▶ _To be done_:
Turn the paragraph starting "Since 2010, Chile has distributed" in the article on Chile's startup scene below into a short bulleted list that keeps its main figures.

For better or for worse, Chile is often held up as the economic model for Latin America.
In the Lost Decade of the 1970s-1980s, the region was tripping over itself to fall down a spiral of debt and ruin. In the decades of uneven recovery that followed — hailed as “miraculous” in Chile’s case — many countries found themselves looking toward the continent’s first and only OECD member as an example.
Now Chile is drawing attention again, this time for an initiative seemingly at odds with its reputation for stable fiscal management. Six years ago Chile set out to transform itself into the innovation and entrepreneurial hub of Latin America. It was a bold vision, one that required a correspondingly bold commitment from the government. Luckily, that is exactly what it received.
Since 2010, Chile has distributed upwards of $40 million to 1,300 budding businesses from almost 80 countries. As of last summer, those companies had generated roughly 1,600 jobs in Chile and $100 million in outside fundraising. According to the Brookings Institute, some 200,000 Chileans have received benefit in one form or another from government-backed entrepreneurship programs.
Critics say the return hasn’t merited the investment. They say that most of these companies fail without government assistance or leave to set up shop elsewhere as soon as they’ve finished taking advantage of Chile’s generosity, low costs and relatively light tax burden. But the net impact is impossible to dispute: There now exists a robust and growing culture of entrepreneurship where once there was nothing.
The rise of “Chilecon Valley” — as the nascent startup scene is sometimes called — couldn’t have come at a better moment for the country. Chile has weathered the worldwide financial crisis and falling commodities prices better than could have been expected. It has maintained its enviable status as a net-creditor throughout. But the economy has been slowing for some time, and, after years of counter-cyclical stagnation, unemployment may finally be rising as a result.

▶ _Extracted entries_:
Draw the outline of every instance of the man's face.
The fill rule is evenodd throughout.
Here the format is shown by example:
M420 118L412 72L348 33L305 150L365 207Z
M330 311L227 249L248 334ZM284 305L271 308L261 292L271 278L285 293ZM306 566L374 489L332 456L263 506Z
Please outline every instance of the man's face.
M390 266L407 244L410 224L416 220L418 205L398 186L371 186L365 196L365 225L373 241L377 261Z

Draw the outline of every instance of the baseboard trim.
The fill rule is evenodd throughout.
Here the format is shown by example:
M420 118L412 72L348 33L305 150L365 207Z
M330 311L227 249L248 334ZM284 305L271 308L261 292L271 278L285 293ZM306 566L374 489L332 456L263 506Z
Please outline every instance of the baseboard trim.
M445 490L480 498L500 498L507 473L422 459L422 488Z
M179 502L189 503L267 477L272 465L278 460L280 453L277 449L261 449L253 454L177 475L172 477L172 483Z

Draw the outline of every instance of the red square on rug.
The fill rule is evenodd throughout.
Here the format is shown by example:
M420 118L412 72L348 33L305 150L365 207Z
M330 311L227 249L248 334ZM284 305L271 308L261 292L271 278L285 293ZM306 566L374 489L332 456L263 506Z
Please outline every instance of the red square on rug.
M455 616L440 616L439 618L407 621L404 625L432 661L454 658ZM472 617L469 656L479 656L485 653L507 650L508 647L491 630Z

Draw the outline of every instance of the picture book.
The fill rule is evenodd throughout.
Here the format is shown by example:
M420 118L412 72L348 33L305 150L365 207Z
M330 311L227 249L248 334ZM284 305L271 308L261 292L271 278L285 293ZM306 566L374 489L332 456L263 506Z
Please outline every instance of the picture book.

▶ _Exercise answer_:
- Since 2010, Chile has given more than $40 million to 1,300 new businesses from almost 80 countries.
- As of last summer, those companies had created about 1,600 jobs in Chile and raised $100 million in outside funding.
- According to the Brookings Institute, some 200,000 Chileans have benefited from government-backed entrepreneurship programs.